───── Source material ─────

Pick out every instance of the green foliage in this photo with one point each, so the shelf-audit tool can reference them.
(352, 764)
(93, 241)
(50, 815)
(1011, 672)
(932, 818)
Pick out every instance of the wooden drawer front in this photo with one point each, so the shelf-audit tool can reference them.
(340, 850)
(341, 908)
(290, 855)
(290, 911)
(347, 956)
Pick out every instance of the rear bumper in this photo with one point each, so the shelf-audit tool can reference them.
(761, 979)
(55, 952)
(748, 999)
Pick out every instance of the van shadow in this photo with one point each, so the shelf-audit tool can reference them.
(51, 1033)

─────
───── Source material ─────

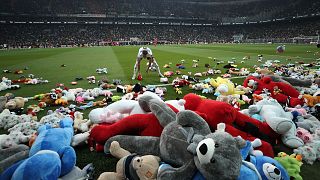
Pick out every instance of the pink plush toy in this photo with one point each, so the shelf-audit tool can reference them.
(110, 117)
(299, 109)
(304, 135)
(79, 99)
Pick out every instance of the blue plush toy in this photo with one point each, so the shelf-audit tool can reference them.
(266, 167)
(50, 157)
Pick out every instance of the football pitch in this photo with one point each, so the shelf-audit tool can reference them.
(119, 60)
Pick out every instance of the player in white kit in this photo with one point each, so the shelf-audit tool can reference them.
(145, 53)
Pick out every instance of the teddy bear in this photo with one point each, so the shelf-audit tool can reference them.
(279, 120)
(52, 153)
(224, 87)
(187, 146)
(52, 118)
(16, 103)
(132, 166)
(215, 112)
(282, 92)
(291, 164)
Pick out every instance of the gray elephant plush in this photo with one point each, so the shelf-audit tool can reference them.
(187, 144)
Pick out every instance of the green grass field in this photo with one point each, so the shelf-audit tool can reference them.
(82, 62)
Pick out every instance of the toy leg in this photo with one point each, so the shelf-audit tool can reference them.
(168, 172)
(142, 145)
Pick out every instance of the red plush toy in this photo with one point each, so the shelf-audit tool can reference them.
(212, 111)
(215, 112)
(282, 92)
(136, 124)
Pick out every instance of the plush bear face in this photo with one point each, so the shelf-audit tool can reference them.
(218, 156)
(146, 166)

─────
───── Source material ─────

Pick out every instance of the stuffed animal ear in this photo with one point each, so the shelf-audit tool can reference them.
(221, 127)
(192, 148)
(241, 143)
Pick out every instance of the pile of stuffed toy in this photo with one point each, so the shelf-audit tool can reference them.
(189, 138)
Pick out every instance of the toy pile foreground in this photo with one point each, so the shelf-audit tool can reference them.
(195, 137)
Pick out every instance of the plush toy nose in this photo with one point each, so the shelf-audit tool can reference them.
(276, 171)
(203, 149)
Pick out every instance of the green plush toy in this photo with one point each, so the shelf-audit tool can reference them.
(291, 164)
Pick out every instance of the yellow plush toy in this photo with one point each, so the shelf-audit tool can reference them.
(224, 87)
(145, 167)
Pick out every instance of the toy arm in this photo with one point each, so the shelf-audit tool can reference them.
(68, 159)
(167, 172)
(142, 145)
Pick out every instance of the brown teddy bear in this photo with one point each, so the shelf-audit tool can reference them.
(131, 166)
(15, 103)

─────

Please count the lines above that contain the word "stuffed", and give only that number.

### Response to this exercise
2